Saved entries
+ + + + + + +
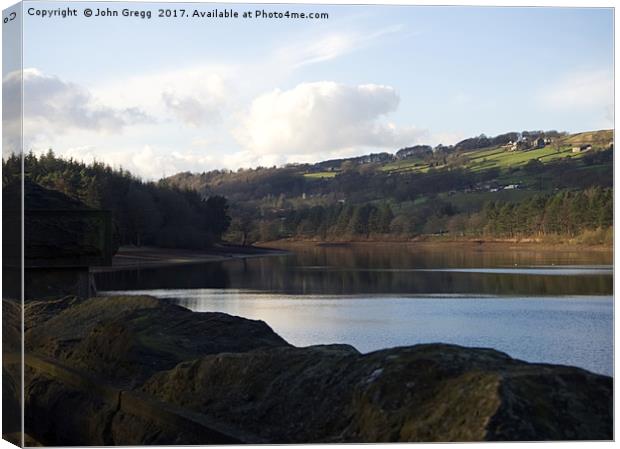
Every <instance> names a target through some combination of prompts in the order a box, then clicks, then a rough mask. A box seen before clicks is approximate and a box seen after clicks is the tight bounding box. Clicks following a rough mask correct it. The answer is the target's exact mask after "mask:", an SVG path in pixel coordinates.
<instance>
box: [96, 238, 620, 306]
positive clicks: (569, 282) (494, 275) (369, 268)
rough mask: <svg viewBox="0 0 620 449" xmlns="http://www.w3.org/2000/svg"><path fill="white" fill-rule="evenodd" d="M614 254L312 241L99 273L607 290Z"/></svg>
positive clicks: (401, 285) (496, 291)
mask: <svg viewBox="0 0 620 449" xmlns="http://www.w3.org/2000/svg"><path fill="white" fill-rule="evenodd" d="M610 259H611V255H610V253H601V252H590V253H588V252H571V251H563V252H553V251H521V250H514V251H483V250H472V249H470V248H462V247H457V248H436V249H416V248H415V247H407V246H404V247H398V246H394V245H386V246H385V247H376V246H374V247H372V248H370V247H366V246H355V247H346V248H340V247H310V248H302V249H299V250H296V252H295V253H294V254H291V255H288V256H277V257H265V258H256V259H243V260H230V261H226V262H221V263H208V264H200V265H179V266H174V267H165V268H150V269H142V270H133V271H123V272H112V273H98V274H97V275H96V281H97V286H98V287H99V288H100V289H103V290H127V289H161V288H175V289H176V288H185V289H195V288H241V289H250V290H263V291H271V292H281V293H291V294H366V293H408V294H433V293H445V294H447V293H462V294H472V293H477V294H492V295H552V296H553V295H609V294H611V292H612V288H613V276H612V274H613V272H612V269H611V266H610V265H609V264H610V263H611V260H610Z"/></svg>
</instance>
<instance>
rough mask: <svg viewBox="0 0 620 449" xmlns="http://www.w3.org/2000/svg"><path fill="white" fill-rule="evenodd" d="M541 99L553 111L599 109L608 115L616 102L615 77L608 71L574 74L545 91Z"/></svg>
mask: <svg viewBox="0 0 620 449" xmlns="http://www.w3.org/2000/svg"><path fill="white" fill-rule="evenodd" d="M541 99H542V101H543V102H544V104H545V105H546V106H547V107H550V108H553V109H597V110H600V111H601V114H605V115H607V114H606V111H607V110H608V109H609V107H610V106H611V105H613V101H614V79H613V75H612V73H611V72H609V71H607V70H593V71H581V72H576V73H572V74H569V75H566V76H564V77H563V78H561V79H560V80H559V81H558V82H556V83H555V84H554V85H553V86H552V87H550V88H548V89H546V90H545V91H543V92H542V93H541Z"/></svg>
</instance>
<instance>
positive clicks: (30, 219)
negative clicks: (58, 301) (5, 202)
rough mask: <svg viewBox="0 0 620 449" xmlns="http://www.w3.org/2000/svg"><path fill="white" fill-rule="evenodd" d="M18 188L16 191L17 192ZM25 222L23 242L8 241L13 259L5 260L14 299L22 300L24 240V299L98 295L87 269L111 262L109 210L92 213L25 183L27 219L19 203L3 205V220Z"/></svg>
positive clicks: (10, 257)
mask: <svg viewBox="0 0 620 449" xmlns="http://www.w3.org/2000/svg"><path fill="white" fill-rule="evenodd" d="M10 188H11V187H8V189H10ZM19 188H20V187H13V189H14V190H16V191H17V190H18V189H19ZM3 190H5V189H3ZM3 193H4V192H3ZM14 196H16V197H18V196H19V195H14ZM12 203H13V201H12ZM7 206H8V207H7ZM22 219H23V226H24V231H23V232H24V234H23V237H21V233H20V238H19V239H17V238H16V237H17V236H13V237H12V238H11V239H10V240H11V242H4V243H5V244H6V243H9V246H10V247H11V250H10V251H9V252H8V255H9V257H8V258H7V257H5V258H4V260H3V270H4V272H5V273H7V274H9V276H10V278H11V281H10V285H12V287H10V290H12V293H11V294H10V296H11V297H17V298H19V297H20V296H21V292H20V290H21V287H20V282H19V281H20V277H21V264H22V260H21V259H22V257H21V250H20V249H19V248H18V246H20V245H21V238H23V244H24V246H23V264H24V298H25V299H34V298H36V299H44V298H47V297H60V296H66V295H75V296H78V297H81V298H84V297H88V296H92V295H94V294H95V286H94V281H93V278H92V275H91V274H90V272H89V267H90V266H95V265H96V266H101V265H110V264H111V262H112V221H111V215H110V212H109V211H104V210H96V209H92V208H90V207H88V206H86V205H85V204H84V203H82V202H80V201H78V200H75V199H72V198H70V197H68V196H67V195H64V194H63V193H61V192H58V191H55V190H50V189H46V188H44V187H42V186H40V185H38V184H36V183H33V182H30V181H26V182H25V183H24V209H23V215H22V213H21V207H20V206H19V205H15V204H9V205H5V209H4V210H3V220H4V221H5V222H8V223H12V222H15V223H18V222H20V221H21V220H22ZM3 240H4V239H3Z"/></svg>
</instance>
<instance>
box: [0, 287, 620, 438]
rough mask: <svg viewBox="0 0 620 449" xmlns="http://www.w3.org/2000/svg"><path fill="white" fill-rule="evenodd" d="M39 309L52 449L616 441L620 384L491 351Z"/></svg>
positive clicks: (240, 323) (47, 435) (146, 302)
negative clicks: (329, 340) (337, 444)
mask: <svg viewBox="0 0 620 449" xmlns="http://www.w3.org/2000/svg"><path fill="white" fill-rule="evenodd" d="M7 307H8V306H7V304H5V310H6V308H7ZM15 307H16V306H15ZM25 315H26V327H27V331H26V349H27V352H28V354H29V355H30V356H31V357H32V358H33V359H34V360H43V362H41V363H38V362H37V363H38V364H36V363H35V364H33V365H32V366H29V367H28V368H27V370H26V391H25V402H26V404H25V405H26V426H27V429H26V430H27V432H28V433H29V434H30V435H32V436H33V437H34V438H36V439H37V440H38V441H41V442H42V443H44V444H50V445H51V444H55V445H72V444H79V445H102V444H116V445H129V444H210V443H211V444H213V443H224V442H248V443H311V442H387V441H418V442H420V441H429V442H430V441H486V440H509V441H513V440H521V441H531V440H611V439H612V438H613V419H612V416H613V415H612V412H613V390H612V379H611V378H610V377H607V376H602V375H597V374H593V373H590V372H588V371H585V370H583V369H579V368H574V367H567V366H554V365H544V364H531V363H526V362H523V361H519V360H515V359H512V358H510V357H509V356H508V355H506V354H504V353H501V352H498V351H495V350H492V349H480V348H465V347H460V346H455V345H446V344H426V345H416V346H411V347H400V348H393V349H387V350H383V351H377V352H373V353H370V354H360V353H359V352H358V351H356V350H355V349H354V348H352V347H350V346H347V345H328V346H310V347H306V348H297V347H293V346H291V345H290V344H288V343H287V342H286V341H284V340H283V339H282V338H280V337H279V336H278V335H277V334H276V333H275V332H273V331H272V330H271V329H270V328H269V326H267V325H266V324H265V323H263V322H260V321H252V320H247V319H243V318H239V317H233V316H230V315H226V314H221V313H196V312H191V311H189V310H187V309H184V308H182V307H179V306H175V305H172V304H170V303H168V302H167V301H165V300H160V299H155V298H151V297H145V296H142V297H138V296H133V297H132V296H123V297H105V298H92V299H89V300H86V301H80V300H75V299H71V298H67V299H63V300H59V301H58V302H56V303H54V304H51V303H50V302H49V301H48V302H46V303H40V304H37V303H29V304H27V309H26V310H25ZM6 335H10V334H6ZM50 361H51V362H50ZM46 363H47V365H46ZM49 363H51V364H52V365H53V364H55V363H58V366H59V367H60V368H54V369H48V368H46V367H48V366H52V365H49ZM54 366H55V365H54ZM63 367H65V368H63ZM8 372H12V371H11V370H8ZM63 373H64V374H63ZM76 379H77V380H76ZM84 379H86V380H84ZM89 382H90V383H89ZM88 385H89V387H86V386H88ZM102 386H105V388H104V387H102ZM55 410H62V413H55V412H54V411H55ZM196 423H198V424H196Z"/></svg>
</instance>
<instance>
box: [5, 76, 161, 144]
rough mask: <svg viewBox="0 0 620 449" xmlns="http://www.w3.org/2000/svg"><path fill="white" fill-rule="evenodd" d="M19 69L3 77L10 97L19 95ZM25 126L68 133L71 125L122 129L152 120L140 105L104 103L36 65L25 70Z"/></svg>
mask: <svg viewBox="0 0 620 449" xmlns="http://www.w3.org/2000/svg"><path fill="white" fill-rule="evenodd" d="M20 82H21V80H20V76H19V72H13V73H11V74H9V75H7V76H6V77H5V78H4V79H3V87H4V88H5V89H6V92H8V93H9V98H19V97H18V95H19V89H20V88H21V85H20ZM23 89H24V90H23V91H24V109H23V111H24V126H25V127H27V126H28V125H37V126H42V127H44V128H46V129H51V130H53V132H54V133H65V132H67V131H68V130H71V129H87V130H96V131H107V132H119V131H121V130H122V128H123V127H125V126H127V125H130V124H135V123H141V122H145V121H148V120H149V117H148V116H147V115H146V114H145V113H144V112H143V111H142V110H140V109H139V108H136V107H125V108H113V107H110V106H108V105H106V104H103V103H101V102H100V101H99V100H98V99H97V98H96V97H94V96H93V95H92V93H91V92H89V91H88V90H87V89H85V88H84V87H81V86H79V85H77V84H74V83H70V82H66V81H63V80H61V79H60V78H58V77H56V76H52V75H46V74H43V73H41V72H40V71H39V70H37V69H34V68H29V69H25V70H24V71H23Z"/></svg>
+ + + + + + +
**DIRECTIONS**
Put the lines of the entries into a Markdown table with the columns Row and Line, starting at the beginning of the entries and ending at the line that contains "positive clicks: (401, 285) (496, 291)". Number each row, skip blank lines, and leave out the pictures.

**REPLY TO THE EXERCISE**
| Row | Line |
|---|---|
| 1 | Every <instance> names a target through some combination of prompts in the order a box, then clicks, then a rough mask. A box seen before clicks is approximate and a box seen after clicks is the tight bounding box. Clicks following a rough mask correct it. The answer is the target's exact mask after "mask:", an SVG path in pixel coordinates. |
| 2 | <instance> |
| 3 | box: [96, 238, 620, 306] |
| 4 | positive clicks: (569, 282) (494, 275) (369, 268) |
| 5 | rough mask: <svg viewBox="0 0 620 449" xmlns="http://www.w3.org/2000/svg"><path fill="white" fill-rule="evenodd" d="M614 254L312 241L99 273L607 290Z"/></svg> |
| 6 | positive clicks: (401, 285) (496, 291) |